> [Exercise goal]
From the start of the records through the line containing "positive clicks: (1621, 470) (1625, 451)", repeat the lines with each "clicks" switched to "points" and everything else left as it stands.

> [Data listing]
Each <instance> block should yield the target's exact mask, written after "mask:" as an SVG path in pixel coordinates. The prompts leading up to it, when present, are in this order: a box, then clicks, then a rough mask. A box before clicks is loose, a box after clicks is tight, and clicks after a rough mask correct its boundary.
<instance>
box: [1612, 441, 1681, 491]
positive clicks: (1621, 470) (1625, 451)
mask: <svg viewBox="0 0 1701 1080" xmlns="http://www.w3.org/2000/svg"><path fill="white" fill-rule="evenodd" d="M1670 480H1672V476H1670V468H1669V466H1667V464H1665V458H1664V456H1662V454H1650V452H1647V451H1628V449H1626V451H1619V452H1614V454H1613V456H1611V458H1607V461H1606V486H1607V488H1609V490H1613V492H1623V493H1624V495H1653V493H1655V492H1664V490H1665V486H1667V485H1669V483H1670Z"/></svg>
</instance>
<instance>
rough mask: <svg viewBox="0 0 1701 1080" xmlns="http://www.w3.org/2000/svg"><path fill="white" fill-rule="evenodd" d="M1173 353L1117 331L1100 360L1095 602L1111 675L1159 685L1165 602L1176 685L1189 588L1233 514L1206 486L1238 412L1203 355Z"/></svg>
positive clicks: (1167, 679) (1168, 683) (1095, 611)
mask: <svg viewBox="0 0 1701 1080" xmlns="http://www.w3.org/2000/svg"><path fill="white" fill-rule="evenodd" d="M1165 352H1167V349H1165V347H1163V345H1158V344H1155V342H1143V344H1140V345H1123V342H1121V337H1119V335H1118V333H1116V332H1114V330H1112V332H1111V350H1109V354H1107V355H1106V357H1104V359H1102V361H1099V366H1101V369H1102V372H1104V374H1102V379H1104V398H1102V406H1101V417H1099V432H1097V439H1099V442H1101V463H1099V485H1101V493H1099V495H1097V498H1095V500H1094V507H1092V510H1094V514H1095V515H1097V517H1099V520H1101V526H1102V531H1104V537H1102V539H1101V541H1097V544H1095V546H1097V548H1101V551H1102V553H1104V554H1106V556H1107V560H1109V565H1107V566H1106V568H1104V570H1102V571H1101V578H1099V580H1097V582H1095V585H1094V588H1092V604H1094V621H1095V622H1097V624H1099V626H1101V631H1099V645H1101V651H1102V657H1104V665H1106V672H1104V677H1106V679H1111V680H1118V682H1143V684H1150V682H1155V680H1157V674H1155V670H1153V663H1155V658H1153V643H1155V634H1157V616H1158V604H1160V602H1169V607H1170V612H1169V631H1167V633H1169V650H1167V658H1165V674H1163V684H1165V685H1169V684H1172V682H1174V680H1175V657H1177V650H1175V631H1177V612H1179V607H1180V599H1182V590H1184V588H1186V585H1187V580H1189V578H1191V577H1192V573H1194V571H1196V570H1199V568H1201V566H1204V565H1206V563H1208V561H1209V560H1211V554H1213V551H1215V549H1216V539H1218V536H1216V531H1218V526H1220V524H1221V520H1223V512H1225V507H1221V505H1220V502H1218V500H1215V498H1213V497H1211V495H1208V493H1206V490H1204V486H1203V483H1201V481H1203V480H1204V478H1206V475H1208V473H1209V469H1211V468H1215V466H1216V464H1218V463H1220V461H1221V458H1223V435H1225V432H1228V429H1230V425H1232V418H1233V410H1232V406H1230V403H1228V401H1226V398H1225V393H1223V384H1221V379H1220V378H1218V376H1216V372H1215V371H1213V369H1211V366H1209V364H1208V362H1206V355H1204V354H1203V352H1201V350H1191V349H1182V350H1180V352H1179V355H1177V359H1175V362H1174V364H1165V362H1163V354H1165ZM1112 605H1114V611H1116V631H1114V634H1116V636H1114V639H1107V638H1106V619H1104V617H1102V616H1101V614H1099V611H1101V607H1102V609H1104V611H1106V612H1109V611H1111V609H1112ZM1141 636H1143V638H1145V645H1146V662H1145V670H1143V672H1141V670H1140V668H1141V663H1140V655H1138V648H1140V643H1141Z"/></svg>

> [Answer]
Each <instance> block should yield the target's exact mask, written after "mask:" as an SVG path in pixel coordinates. The prompts leading up to it, when present, are in this order: a box, then points, then a rough mask. A box before points is loose, a box after points is tight, and points after a rough mask correct its boundary.
<instance>
box: [1612, 441, 1681, 491]
positive points: (1621, 470) (1625, 451)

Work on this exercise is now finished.